* Given problem
Starting at the first line and ending at the line that contains "[[35, 143]]", write the lines out again with "pin" changed to "marker" and everything else left as it is.

* Data lines
....................

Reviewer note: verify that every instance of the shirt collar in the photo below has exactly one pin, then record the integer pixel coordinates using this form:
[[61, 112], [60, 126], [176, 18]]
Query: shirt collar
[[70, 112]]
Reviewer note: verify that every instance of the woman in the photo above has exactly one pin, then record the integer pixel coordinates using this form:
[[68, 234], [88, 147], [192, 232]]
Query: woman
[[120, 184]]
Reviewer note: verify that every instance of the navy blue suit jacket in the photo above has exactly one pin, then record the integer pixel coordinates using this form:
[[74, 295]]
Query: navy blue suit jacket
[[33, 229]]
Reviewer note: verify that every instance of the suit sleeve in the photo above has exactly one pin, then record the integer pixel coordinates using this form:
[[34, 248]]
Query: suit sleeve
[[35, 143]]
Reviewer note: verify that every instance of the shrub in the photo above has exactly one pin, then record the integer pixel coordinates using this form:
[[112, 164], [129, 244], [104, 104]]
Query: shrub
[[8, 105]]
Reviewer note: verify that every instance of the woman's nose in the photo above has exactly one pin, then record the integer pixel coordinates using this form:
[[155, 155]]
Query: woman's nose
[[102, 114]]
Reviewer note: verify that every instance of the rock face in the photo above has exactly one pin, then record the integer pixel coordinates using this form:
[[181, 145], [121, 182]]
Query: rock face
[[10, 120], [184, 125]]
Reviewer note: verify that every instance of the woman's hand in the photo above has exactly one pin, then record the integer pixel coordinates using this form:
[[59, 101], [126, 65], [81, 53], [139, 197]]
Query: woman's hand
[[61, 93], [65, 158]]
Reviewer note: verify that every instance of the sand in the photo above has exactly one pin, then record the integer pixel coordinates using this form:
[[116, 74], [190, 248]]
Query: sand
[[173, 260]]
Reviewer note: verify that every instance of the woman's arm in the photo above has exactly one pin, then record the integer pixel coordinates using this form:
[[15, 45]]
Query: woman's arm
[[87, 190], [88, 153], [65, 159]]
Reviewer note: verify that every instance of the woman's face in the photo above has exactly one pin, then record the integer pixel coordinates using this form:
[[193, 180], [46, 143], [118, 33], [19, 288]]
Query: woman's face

....................

* Solution for this exercise
Reviewer note: verify that every instance of the shirt collar in the photo below has exactly one marker, then record the integer pixel coordinates using this form:
[[61, 112], [60, 126], [176, 18]]
Query: shirt collar
[[70, 112]]
Reviewer note: verify that every instance of the woman in the photo above has exactly one marker, then record the integer pixel coordinates using this form:
[[68, 234], [88, 147], [192, 232]]
Query: woman
[[120, 184]]
Reviewer note: verify that every instance of the navy blue suit jacket in the photo above has exactly one marker, then record the integer pixel coordinates using this form:
[[74, 295]]
Query: navy blue suit jacket
[[33, 229]]
Reviewer note: verify that every instance of the suit sleeve in the photo above has exactly one marker, then record the integer pixel coordinates using this form:
[[34, 248]]
Query: suit sleeve
[[35, 143]]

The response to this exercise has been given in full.